▶ Texte fourni:
Il me semble voir le geste de répulsion — peut-être de frayeur — de nombre de lecteurs, la pieuvre (ou poulpe) jouissant, en effet, du triste privilège d’être considérée comme un animal fantastique et terrible.

Victor Hugo nous en a laissé une description horrifique dans Les Travailleurs de la mer, et il faut bien convenir que Gilliatt était dans une posture périlleuse.

Mais les spécimens de grande taille ne vivent que dans les mers chaudes, et nos côtes sont dépourvues de tels monstres. J’en ai cependant vu ou pris de plus de 5 kilos, ayant une envergure de près de 2 mètres, ce qui n’est déjà plus une petite araignée.

Décrivons succinctement cet animal de cauchemar. Imaginez un énorme sac, recouvert d’une sorte de capuchon, pourvu de deux gros yeux saillants et d’une forte mâchoire cornée, en forme de bec de perroquet ; de ce corps partent, en éventail, huit longs bras, garnis de deux rangées de ventouses (ou suçoirs), plusieurs centaines, qui se collent à la victime immobilisée et en extraient la substance.

Ces tentacules ont une force irrésistible et ligotent le plus puissant nageur s’il s’est laissé saisir : épouvante, paralysie, mort affreuse et rapide, tel est son lot.

Heureusement, le fait est très rare, et il est assez facile à un homme qui ne perd pas son sang-froid de se débarrasser de ce redoutable adversaire : ou en lui coupant la tête avec les dents, comme opèrent beaucoup de pêcheurs professionnels, ou, plus simplement, en lui retournant son capuchon ; dans les deux cas, la bête est hors de combat.

▶ Consigne 1:
D'après le texte sur la pieuvre, dans quelle œuvre de Victor Hugo trouve-t-on une description horrifique de cet animal ?
▶ Consigne 2:
Poursuivez le texte sur la pieuvre après sa dernière phrase.
Les enregistrements n'interviennent pas ici.

▶ Enregistrements fournis:

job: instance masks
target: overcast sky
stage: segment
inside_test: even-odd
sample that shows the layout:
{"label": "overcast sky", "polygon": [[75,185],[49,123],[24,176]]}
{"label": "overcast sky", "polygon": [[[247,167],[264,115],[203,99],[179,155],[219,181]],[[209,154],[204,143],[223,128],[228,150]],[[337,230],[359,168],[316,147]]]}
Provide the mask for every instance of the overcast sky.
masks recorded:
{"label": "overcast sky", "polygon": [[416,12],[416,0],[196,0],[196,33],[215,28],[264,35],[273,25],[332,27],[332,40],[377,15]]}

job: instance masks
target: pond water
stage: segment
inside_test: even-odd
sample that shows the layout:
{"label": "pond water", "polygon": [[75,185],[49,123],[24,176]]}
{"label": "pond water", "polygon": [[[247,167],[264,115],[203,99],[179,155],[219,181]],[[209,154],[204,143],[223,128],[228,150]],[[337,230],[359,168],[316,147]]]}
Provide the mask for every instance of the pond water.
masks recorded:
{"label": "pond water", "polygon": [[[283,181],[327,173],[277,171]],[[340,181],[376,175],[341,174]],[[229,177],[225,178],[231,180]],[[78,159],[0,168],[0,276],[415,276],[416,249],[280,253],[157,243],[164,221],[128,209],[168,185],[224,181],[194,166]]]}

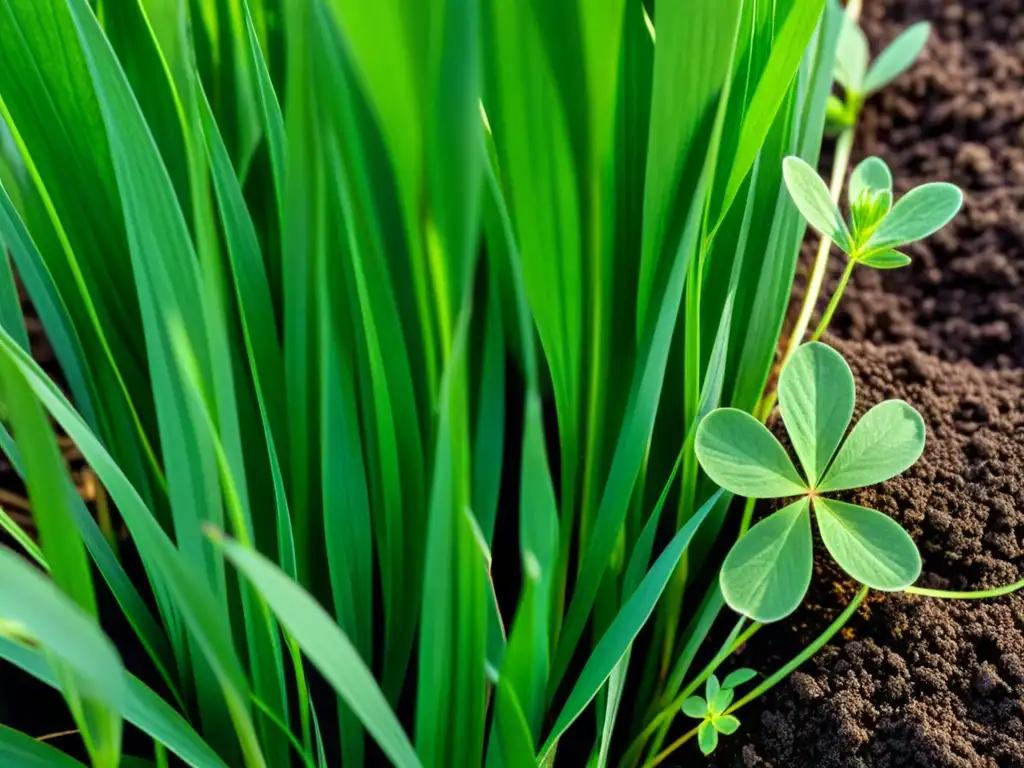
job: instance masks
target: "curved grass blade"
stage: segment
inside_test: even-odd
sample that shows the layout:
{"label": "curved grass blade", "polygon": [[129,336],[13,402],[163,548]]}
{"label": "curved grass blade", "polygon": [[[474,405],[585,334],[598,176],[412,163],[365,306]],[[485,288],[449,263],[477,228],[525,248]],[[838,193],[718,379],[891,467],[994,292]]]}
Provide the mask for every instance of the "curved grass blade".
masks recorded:
{"label": "curved grass blade", "polygon": [[17,768],[85,768],[45,741],[5,725],[0,725],[0,763]]}
{"label": "curved grass blade", "polygon": [[542,761],[551,753],[562,733],[572,724],[604,685],[608,675],[615,669],[623,654],[647,623],[658,598],[672,578],[679,559],[686,551],[693,535],[711,512],[724,492],[718,490],[697,510],[686,524],[672,538],[650,570],[640,582],[636,591],[623,605],[611,626],[598,641],[580,677],[572,686],[565,706],[562,708],[548,739],[541,748]]}
{"label": "curved grass blade", "polygon": [[158,595],[170,598],[199,649],[208,659],[226,701],[234,731],[242,742],[247,765],[263,768],[264,761],[249,713],[249,690],[236,655],[227,617],[218,606],[208,583],[197,578],[182,555],[171,544],[138,492],[111,457],[60,390],[38,365],[5,333],[0,332],[0,354],[17,366],[36,396],[75,441],[118,505],[154,581]]}

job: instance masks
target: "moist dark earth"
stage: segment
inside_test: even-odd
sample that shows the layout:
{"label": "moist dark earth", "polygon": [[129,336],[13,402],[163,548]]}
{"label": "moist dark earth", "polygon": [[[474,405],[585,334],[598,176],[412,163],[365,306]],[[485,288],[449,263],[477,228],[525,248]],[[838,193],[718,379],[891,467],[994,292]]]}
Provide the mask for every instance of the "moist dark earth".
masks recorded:
{"label": "moist dark earth", "polygon": [[[921,19],[929,44],[865,105],[854,162],[885,159],[897,195],[951,181],[965,209],[908,249],[911,266],[858,269],[828,342],[854,371],[858,416],[901,397],[928,424],[918,465],[849,500],[907,528],[920,585],[986,589],[1024,577],[1024,0],[868,0],[862,25],[877,54]],[[781,666],[854,594],[820,551],[815,570],[808,604],[739,664]],[[713,765],[1024,766],[1024,592],[872,593],[841,640],[740,714]]]}
{"label": "moist dark earth", "polygon": [[[829,339],[857,380],[859,418],[900,397],[928,424],[922,460],[848,501],[898,520],[921,586],[976,590],[1024,578],[1024,373]],[[737,665],[771,671],[856,591],[820,547],[807,604],[763,630]],[[1024,593],[952,601],[872,593],[785,683],[740,713],[718,766],[1024,766]]]}

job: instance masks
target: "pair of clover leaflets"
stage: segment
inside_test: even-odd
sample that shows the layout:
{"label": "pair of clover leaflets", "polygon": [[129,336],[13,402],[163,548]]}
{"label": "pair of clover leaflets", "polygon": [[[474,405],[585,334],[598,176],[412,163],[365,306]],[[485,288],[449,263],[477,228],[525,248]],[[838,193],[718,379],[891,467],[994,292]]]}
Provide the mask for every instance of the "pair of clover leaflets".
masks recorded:
{"label": "pair of clover leaflets", "polygon": [[726,713],[736,696],[736,686],[750,682],[755,677],[757,673],[745,668],[729,673],[722,683],[712,675],[705,684],[703,696],[690,696],[683,700],[683,714],[702,721],[697,727],[697,743],[705,755],[715,752],[719,733],[730,736],[736,732],[739,718]]}
{"label": "pair of clover leaflets", "polygon": [[903,400],[874,406],[846,435],[854,399],[853,374],[839,352],[820,342],[797,349],[779,377],[778,404],[803,474],[750,414],[718,409],[700,423],[697,460],[714,482],[752,499],[799,497],[726,557],[719,579],[734,610],[767,623],[800,605],[813,566],[812,511],[825,548],[853,579],[895,592],[920,575],[918,548],[896,521],[825,496],[888,480],[925,447],[924,420]]}
{"label": "pair of clover leaflets", "polygon": [[846,101],[835,95],[828,97],[825,111],[827,127],[843,129],[856,123],[861,104],[910,68],[928,42],[931,31],[927,22],[911,25],[868,66],[870,51],[867,49],[867,38],[860,26],[844,14],[836,51],[835,75],[843,86]]}
{"label": "pair of clover leaflets", "polygon": [[876,269],[909,264],[910,258],[896,249],[941,229],[964,203],[956,185],[933,181],[915,186],[894,204],[889,167],[881,158],[867,158],[850,176],[847,224],[825,182],[806,162],[797,157],[783,160],[782,178],[807,223],[855,263]]}

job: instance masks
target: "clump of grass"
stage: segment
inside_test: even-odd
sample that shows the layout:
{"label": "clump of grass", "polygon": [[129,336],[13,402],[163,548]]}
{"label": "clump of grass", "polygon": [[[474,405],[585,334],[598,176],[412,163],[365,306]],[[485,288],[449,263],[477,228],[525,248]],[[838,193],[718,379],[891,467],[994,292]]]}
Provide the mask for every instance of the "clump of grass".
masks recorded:
{"label": "clump of grass", "polygon": [[[0,0],[0,443],[38,544],[0,522],[49,573],[0,552],[0,656],[60,689],[92,765],[653,765],[685,741],[663,750],[760,627],[689,679],[727,600],[760,611],[714,553],[765,488],[700,454],[722,414],[767,415],[808,204],[783,174],[851,264],[880,265],[913,193],[890,212],[865,169],[848,230],[807,177],[836,3],[650,10]],[[834,354],[807,349],[787,380]],[[703,746],[835,631],[739,701],[736,673],[709,690]],[[124,721],[153,749],[123,756]],[[0,753],[71,760],[7,728]]]}

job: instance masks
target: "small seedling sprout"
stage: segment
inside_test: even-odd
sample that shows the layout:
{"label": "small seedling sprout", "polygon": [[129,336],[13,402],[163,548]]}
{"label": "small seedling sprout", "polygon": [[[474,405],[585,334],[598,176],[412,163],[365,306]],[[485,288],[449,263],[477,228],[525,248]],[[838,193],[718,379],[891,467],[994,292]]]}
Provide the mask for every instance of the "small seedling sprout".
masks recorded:
{"label": "small seedling sprout", "polygon": [[757,676],[754,670],[740,669],[730,673],[722,683],[718,677],[708,678],[703,696],[690,696],[682,705],[683,714],[700,720],[697,743],[700,752],[711,755],[718,746],[718,734],[730,736],[739,728],[739,718],[726,714],[736,695],[736,686]]}
{"label": "small seedling sprout", "polygon": [[824,180],[805,161],[786,158],[782,177],[807,223],[849,256],[812,341],[828,327],[857,264],[874,269],[906,266],[910,257],[898,249],[941,229],[964,204],[959,188],[944,181],[915,186],[894,204],[892,173],[884,160],[872,157],[862,161],[850,176],[847,222]]}
{"label": "small seedling sprout", "polygon": [[830,96],[825,119],[828,128],[838,132],[857,122],[864,101],[906,72],[931,34],[931,25],[919,22],[905,29],[868,66],[867,38],[857,22],[845,17],[836,54],[836,81],[843,86],[844,99]]}

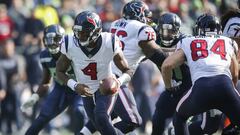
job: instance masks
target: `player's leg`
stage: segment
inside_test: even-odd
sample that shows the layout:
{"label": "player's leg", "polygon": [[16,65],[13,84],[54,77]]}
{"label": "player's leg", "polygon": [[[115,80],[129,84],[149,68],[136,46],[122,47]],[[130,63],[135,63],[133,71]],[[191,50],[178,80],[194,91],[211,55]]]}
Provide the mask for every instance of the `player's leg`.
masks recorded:
{"label": "player's leg", "polygon": [[117,135],[118,132],[120,133],[118,129],[113,127],[110,118],[116,98],[117,95],[102,95],[99,90],[95,92],[95,127],[102,135]]}
{"label": "player's leg", "polygon": [[226,97],[222,99],[224,104],[219,109],[229,117],[232,124],[240,127],[240,95],[231,83],[225,85],[229,85],[229,88],[225,90]]}
{"label": "player's leg", "polygon": [[173,117],[179,98],[172,97],[167,91],[162,92],[156,103],[152,118],[152,135],[163,134],[167,119]]}
{"label": "player's leg", "polygon": [[73,99],[72,107],[73,107],[73,126],[74,126],[74,133],[80,133],[81,129],[83,128],[84,124],[87,121],[87,115],[83,106],[83,101],[80,95],[72,94],[68,98]]}
{"label": "player's leg", "polygon": [[121,118],[121,121],[115,123],[114,126],[125,134],[133,131],[142,123],[133,94],[126,85],[121,86],[119,90],[114,113]]}
{"label": "player's leg", "polygon": [[213,134],[217,132],[222,120],[222,113],[218,110],[209,110],[202,114],[202,119],[193,121],[189,126],[190,135]]}
{"label": "player's leg", "polygon": [[[94,94],[95,97],[95,94]],[[88,116],[88,122],[80,131],[83,135],[92,135],[95,131],[95,116],[94,116],[94,108],[95,108],[95,101],[93,97],[82,97],[84,109]]]}
{"label": "player's leg", "polygon": [[210,110],[211,102],[209,101],[211,101],[212,95],[209,94],[211,89],[206,84],[208,81],[210,81],[210,79],[198,79],[179,101],[173,120],[176,135],[184,135],[188,132],[186,120],[190,116]]}
{"label": "player's leg", "polygon": [[64,87],[55,83],[52,92],[48,95],[44,101],[39,116],[32,122],[28,128],[26,135],[38,135],[38,133],[44,128],[48,122],[61,113],[68,104],[62,104],[65,100]]}

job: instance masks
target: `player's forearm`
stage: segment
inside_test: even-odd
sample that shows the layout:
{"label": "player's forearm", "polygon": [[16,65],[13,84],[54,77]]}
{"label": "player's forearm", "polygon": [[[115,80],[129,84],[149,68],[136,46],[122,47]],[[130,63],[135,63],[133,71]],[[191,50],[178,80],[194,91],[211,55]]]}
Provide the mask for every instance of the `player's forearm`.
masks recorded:
{"label": "player's forearm", "polygon": [[71,79],[65,72],[57,71],[57,78],[63,82],[64,85],[67,85],[69,79]]}
{"label": "player's forearm", "polygon": [[50,87],[50,84],[41,84],[41,85],[39,85],[38,90],[36,91],[36,93],[40,97],[44,97],[48,93],[49,87]]}
{"label": "player's forearm", "polygon": [[71,79],[66,74],[70,65],[71,65],[71,61],[65,55],[62,54],[57,61],[56,75],[57,75],[57,79],[62,81],[65,85],[67,85],[68,80]]}
{"label": "player's forearm", "polygon": [[171,82],[171,78],[172,78],[172,67],[171,65],[167,65],[167,64],[163,64],[162,65],[162,77],[163,77],[163,81],[165,83],[165,87],[166,88],[171,88],[172,87],[172,82]]}

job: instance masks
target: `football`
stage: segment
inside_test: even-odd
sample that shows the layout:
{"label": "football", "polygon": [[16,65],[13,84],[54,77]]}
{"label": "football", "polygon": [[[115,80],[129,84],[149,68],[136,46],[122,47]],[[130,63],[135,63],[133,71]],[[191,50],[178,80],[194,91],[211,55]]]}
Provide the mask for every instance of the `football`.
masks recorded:
{"label": "football", "polygon": [[108,77],[100,81],[99,90],[103,95],[113,95],[119,86],[116,78]]}

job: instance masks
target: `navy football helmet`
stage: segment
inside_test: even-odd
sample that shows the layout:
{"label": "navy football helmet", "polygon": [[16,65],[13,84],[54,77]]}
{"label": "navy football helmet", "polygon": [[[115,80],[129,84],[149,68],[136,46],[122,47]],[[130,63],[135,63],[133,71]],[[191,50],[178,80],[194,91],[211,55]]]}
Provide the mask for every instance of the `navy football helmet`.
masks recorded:
{"label": "navy football helmet", "polygon": [[123,18],[138,20],[140,22],[146,23],[147,18],[152,16],[152,12],[149,10],[147,4],[140,0],[133,0],[127,3],[123,7]]}
{"label": "navy football helmet", "polygon": [[203,14],[199,16],[196,21],[194,34],[202,36],[208,34],[221,34],[221,24],[219,19],[211,14]]}
{"label": "navy football helmet", "polygon": [[63,43],[65,30],[58,24],[49,25],[44,28],[43,44],[51,54],[57,54]]}
{"label": "navy football helmet", "polygon": [[90,11],[83,11],[77,15],[73,26],[74,36],[81,46],[88,46],[95,42],[102,32],[102,21],[100,17]]}
{"label": "navy football helmet", "polygon": [[181,23],[180,17],[174,13],[164,13],[160,16],[157,30],[165,47],[171,47],[174,39],[179,37]]}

▶ Réponse 1:
Dans Les Travailleurs de la mer.

▶ Réponse 2:
Je doute fort qu’un novice adopte le premier procédé — ; moi non plus, d’ailleurs.

Ceci dit, allons à la pêche : elle se pratique du bord ou en bateau.

Pêche du bord.

— On recherchera les digues à gros blocs jetés pêle-mêle, ayant entre eux de vastes excavations où la mer s’engouffre ; les rochers fendillés, cassés, seront aussi des repaires à pieuvres, même ceux situés très près du bord.

Le pêcheur sera muni de deux longues perches de bambou, fortes et rigides, d’une seule pièce. À l’extrémité de l’une sera fixée une touffe de feuilles d’olivier, argentées en dessous, ou des lambeaux d’étoffe rouge. L’autre perche sera terminée par un très gros hameçon ou par un crochet à ardillon, fortement assujetti. Et c’est tout comme matériel.

Le pêcheur fouillera profondément les trous, les caves, les fissures avec sa perche feuillue, la dandinant sans cesse, et, soudain, il verra ou sentira des tentacules saisir le leurre ; avec sa deuxième perche armée, il crochera la bête, au corps si possible, et tâchera de la sortir rapidement, avant qu’elle ne se fixe au roc par ses puissantes ventouses.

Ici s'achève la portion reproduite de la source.